PAGE>
- - -

The processes of cleansing data may be somewhat or even entirely different, depending upon the data's intended use. Because of this, the task of defining what is to be determined an error is the critical first step to be performed before any processing of the data. Even what is done to resolve the defined errors may differ, again based upon the data's intended use.
During the process of cleansing or scrubbing your data, you would perform tasks such as perhaps reformatting fields or adding missing values, and so on.
Generally, scrubbing is made up of the following efforts:
- Defining and determining errors within the data--what do you consider an error?
- Searching and identifying error instances--once an error is defined, where do they exist in your data?
- Correction of the errors--remove them or update them to acceptable values.
- Error instance and document error types--or labeling (how was the error determined and what was done to resolve it).
- Updating the entry mechanism to avoid future errors--create a process to make sure future occurrences of this type are dealt with.

- - -

SET TASK>
According to the text on data scrubbing, what critical step must be performed before any processing of the data?

DATA EXTRACT>
- - -

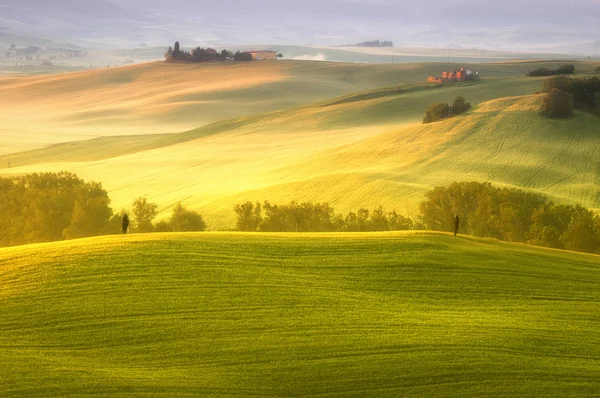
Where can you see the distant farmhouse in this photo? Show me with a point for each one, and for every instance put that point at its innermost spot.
(176, 54)
(455, 75)
(259, 55)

- - -

OUTPUT FOR THIS EXERCISE>
Defining what is to be considered an error.